— START DOCUMENT EXCERPT —

VAD stands for Voice Activity Detection. It determines whether speech is present, but it does not identify which of the two people is speaking. Speaker diarization is outside the scope of this test.
Reproducing the Lab
You will need:
The following commands fetch only this lab, download the shared test audio, and run it:
git clone --depth 1 --filter=blob:none --sparse \
https://github.com/kiarina/labs.git
cd labs
git sparse-checkout set .gitignore .mise/tasks Makefile mise.toml \
2026/07/03/silero-vad
make download-test-assets
mise -C 2026/07/03/silero-vad run
On the first run, the task downloads silero_vad.onnx from the official Silero VAD repository. uv then prepares the Python dependencies and runs the detector.
How Speech Segments Are Detected
The input is this shared test asset:
assets/mp3/conversation_2speaker_14s_16k.mp3
The recording follows this scenario:
Speaker 1: Hello? Are you at the station already?
Speaker 2: Yeah. I just came through the ticket gate. How about you?
Speaker 1: I am still on the train. I think I will be there in about five minutes.
Speaker 2: Got it. I will wait in front of the café, then.
Speaker 1: Thanks. It is pretty cold today.
Speaker 2: Definitely. I am glad I brought my scarf.
After FFmpeg decodes the file, the waveform is divided into chunks of 512 samples, or 32 ms. Silero VAD returns a speech probability for each chunk.
The detector uses these settings:
| Setting | Value |
|---|---|
| sample rate | 16 kHz |
| chunk size | 512 samples (32 ms) |
| speech threshold | 0.5 |
| negative threshold | 0.35 |
| minimum silence | 100 ms |
| minimum speech | 250 ms |
| speech padding | 30 ms |
The detector uses a threshold of 0.5 to start speech and a lower threshold of 0.35 to mark a possible end. This hysteresis prevents a probability fluctuating near one boundary from repeatedly opening and closing a segment.
A segment begins when the speech probability reaches 0.5. Once the probability falls below 0.35 for at least 100 ms, that position becomes the end. Segments shorter than 250 ms are discarded, and 30 ms of padding is added at both ends.
The chunks are not processed independently. The implementation carries the ONNX Runtime state and the previous 64 samples of context into the next chunk. This preserves temporal context while processing the input incrementally, as required for streaming.
Finally, FFmpeg extracts each detected interval from the original MP3 and saves it under output/ as a 16-bit PCM, 16 kHz, mono WAV file. Existing output is removed before each run.
Results
On a Mac Studio, the detector found 12 speech segments in the 14.171-second input:
audio duration: 14.171s
VAD elapsed: 0.028s
VAD real-time factor: 0.002x
speech segments: 12
001: 0.162s - 1.726s ( 1.564s)

— END DOCUMENT EXCERPT —
— START STORED DATA —

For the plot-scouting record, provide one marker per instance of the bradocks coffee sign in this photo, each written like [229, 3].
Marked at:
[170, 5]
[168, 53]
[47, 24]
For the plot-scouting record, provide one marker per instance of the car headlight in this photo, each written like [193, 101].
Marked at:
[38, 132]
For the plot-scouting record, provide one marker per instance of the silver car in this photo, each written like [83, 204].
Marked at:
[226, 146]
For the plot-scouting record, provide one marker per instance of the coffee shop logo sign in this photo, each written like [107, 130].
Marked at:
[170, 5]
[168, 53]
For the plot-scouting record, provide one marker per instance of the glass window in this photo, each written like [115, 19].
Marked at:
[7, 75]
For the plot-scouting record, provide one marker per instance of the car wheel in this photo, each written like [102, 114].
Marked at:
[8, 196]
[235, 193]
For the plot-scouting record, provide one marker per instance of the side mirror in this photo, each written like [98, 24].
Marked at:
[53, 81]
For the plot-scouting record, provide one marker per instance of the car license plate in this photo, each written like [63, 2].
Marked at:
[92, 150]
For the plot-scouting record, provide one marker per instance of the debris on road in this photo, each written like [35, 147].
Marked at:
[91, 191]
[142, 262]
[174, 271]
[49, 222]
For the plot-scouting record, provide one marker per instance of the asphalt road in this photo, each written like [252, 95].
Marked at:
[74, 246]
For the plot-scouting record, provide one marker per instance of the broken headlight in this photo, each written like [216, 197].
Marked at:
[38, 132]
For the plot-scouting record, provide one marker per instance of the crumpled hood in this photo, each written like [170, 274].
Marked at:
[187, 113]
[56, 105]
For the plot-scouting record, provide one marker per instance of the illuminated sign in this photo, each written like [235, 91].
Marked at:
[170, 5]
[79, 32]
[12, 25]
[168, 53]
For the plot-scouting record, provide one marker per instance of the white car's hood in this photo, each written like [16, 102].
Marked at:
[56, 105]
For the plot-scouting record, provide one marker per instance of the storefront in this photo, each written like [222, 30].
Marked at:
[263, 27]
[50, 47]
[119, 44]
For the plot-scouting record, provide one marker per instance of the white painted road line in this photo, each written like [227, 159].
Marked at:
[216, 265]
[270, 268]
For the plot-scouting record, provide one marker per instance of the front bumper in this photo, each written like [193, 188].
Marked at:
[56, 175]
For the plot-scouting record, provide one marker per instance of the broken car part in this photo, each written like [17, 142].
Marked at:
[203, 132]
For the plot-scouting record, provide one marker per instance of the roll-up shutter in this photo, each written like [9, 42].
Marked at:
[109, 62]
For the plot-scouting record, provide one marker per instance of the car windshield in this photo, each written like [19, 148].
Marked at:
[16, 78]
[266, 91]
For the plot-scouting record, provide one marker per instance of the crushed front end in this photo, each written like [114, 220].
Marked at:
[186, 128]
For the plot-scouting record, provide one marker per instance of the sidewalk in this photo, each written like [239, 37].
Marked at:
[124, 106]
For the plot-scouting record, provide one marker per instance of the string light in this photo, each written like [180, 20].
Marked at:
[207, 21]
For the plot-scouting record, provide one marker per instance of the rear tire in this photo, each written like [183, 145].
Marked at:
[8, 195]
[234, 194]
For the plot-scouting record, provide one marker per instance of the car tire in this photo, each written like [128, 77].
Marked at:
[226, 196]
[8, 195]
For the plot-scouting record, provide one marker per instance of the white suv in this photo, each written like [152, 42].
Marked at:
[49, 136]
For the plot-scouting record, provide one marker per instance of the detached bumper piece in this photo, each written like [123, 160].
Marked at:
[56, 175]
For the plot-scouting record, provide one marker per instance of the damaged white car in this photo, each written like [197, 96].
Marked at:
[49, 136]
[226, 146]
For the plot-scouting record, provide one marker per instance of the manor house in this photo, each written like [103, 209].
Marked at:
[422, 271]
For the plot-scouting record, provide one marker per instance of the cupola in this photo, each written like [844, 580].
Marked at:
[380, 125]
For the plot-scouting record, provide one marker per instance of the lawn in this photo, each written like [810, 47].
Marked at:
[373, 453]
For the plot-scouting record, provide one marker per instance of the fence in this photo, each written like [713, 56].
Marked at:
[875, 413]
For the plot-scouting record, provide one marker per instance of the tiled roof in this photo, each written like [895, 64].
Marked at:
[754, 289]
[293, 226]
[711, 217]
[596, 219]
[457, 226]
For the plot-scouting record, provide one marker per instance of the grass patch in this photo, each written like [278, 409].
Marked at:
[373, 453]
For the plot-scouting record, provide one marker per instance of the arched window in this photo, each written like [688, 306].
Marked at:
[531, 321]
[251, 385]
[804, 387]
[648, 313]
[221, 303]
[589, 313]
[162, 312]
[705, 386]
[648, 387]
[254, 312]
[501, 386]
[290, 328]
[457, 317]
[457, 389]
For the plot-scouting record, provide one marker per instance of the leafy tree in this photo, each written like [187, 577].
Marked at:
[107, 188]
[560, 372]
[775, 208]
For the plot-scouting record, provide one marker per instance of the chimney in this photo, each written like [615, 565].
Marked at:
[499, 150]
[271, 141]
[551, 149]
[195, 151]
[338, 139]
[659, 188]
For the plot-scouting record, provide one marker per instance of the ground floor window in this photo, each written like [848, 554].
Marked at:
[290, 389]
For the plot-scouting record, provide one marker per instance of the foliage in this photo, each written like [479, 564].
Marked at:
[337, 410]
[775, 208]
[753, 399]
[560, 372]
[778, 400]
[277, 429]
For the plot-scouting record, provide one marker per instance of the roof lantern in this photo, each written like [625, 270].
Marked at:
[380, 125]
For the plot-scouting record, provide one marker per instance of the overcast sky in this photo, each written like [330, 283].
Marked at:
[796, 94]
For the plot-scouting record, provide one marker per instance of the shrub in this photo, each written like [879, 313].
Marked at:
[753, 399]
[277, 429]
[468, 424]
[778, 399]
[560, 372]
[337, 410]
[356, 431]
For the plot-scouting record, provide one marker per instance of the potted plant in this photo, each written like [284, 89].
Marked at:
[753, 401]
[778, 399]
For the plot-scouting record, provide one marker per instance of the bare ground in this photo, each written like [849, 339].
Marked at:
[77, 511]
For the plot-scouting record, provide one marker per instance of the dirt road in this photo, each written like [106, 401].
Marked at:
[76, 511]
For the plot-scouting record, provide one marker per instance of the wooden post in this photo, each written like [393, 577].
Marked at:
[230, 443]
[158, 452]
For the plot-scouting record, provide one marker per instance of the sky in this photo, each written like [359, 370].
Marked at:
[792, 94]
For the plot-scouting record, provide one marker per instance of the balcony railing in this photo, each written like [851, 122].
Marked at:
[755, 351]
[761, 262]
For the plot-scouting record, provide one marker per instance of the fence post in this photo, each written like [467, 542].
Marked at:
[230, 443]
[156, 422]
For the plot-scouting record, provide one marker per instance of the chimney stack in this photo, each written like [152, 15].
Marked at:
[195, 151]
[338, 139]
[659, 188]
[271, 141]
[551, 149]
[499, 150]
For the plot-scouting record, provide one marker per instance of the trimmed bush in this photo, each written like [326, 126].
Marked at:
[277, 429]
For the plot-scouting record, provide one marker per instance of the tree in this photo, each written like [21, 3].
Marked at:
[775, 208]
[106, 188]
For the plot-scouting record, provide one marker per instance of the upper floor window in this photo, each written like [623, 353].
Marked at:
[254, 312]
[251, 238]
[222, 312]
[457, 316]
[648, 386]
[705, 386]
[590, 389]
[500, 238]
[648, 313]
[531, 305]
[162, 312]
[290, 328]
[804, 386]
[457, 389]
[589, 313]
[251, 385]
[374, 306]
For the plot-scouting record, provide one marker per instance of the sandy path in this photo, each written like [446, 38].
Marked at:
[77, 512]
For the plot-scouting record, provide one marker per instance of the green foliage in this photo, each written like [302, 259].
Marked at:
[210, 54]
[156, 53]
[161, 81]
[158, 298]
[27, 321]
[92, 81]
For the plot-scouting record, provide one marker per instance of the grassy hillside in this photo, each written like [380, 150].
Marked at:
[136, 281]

— END STORED DATA —

◆ **REQUIRED TASK 1**:
In the voice activity detection write-up, how long must the speech probability stay below 0.35 before that point becomes a segment's end?
◆ **REQUIRED TASK 2**:
Pick up the voice activity detection write-up after its last line and keep writing it.

◆ **OUTPUT 1**:
At least 100 ms.

◆ **OUTPUT 2**:
002: 2.050s - 2.462s ( 0.412s)
003: 2.626s - 3.934s ( 1.308s)
004: 4.130s - 4.638s ( 0.508s)
005: 4.930s - 6.014s ( 1.084s)
006: 6.178s - 7.262s ( 1.084s)
007: 7.458s - 7.998s ( 0.540s)
008: 8.194s - 9.598s ( 1.404s)
009: 9.794s - 10.430s ( 0.636s)
010: 10.530s - 11.806s ( 1.276s)
011: 11.970s - 12.510s ( 0.540s)
012: 12.610s - 14.171s ( 1.561s)
The run created 12 files, from speech_001.wav through speech_012.wav. I also verified that every file is 16-bit PCM, 16 kHz, and mono. Together, the extracted segments contain about 11.917 seconds of audio, or 84.1% of the input.
Listening to the files and comparing them with the Japanese script produced the following mapping:
| file | speech |
|---|---|
speech_001.wav |
もしもし、もう駅に着いた? (Hello? Are you at the station already?) |
speech_002.wav |
うん。 (Yeah.) |
speech_003.wav |
今、改札出たところ。 (I just came through the ticket gate.) |
speech_004.wav |
そっちは? (How about you?) |
speech_005.wav |
こっちはまだ電車。 (I am still on the train.) |
speech_006.wav |
あと5分くらいかな。 (I think I will be there in about five minutes.) |
speech_007.wav |
了解。 (Got it.) |
speech_008.wav |
じゃあ、カフェの前で待ってるね。 (I will wait in front of the café, then.) |
speech_009.wav |
助かる。 (Thanks.) |
speech_010.wav |
今日は結構寒いね。 (It is pretty cold today.) |
speech_011.wav |
ほんと、 (Definitely.) |
speech_012.wav |
マフラー持ってきて正解だった。 (I am glad I brought my scarf.) |
The recording was cleanly divided at natural pauses corresponding to periods and question marks. Only the final ほんと、 became a separate segment because of the short pause that followed it. Short responses such as “yeah,” “got it,” “thanks,” and “definitely” were preserved.
The verification environment was:
- machine: Mac Studio (Mac16,9)
- chip: Apple M4 Max, 16 cores (12 performance + 4 efficiency)
- memory: 128 GB
- OS: macOS 26.5.1 (25F80), arm64
- Python: 3.12.11
- ONNX Runtime: 1.27.0
- execution provider: CPUExecutionProvider
VAD elapsed measures only Silero VAD inference and segment detection. It excludes model initialization, FFmpeg decoding, and WAV extraction. This was a single run without a warm-up rather than a rigorous benchmark, but its real-time factor was 0.002x.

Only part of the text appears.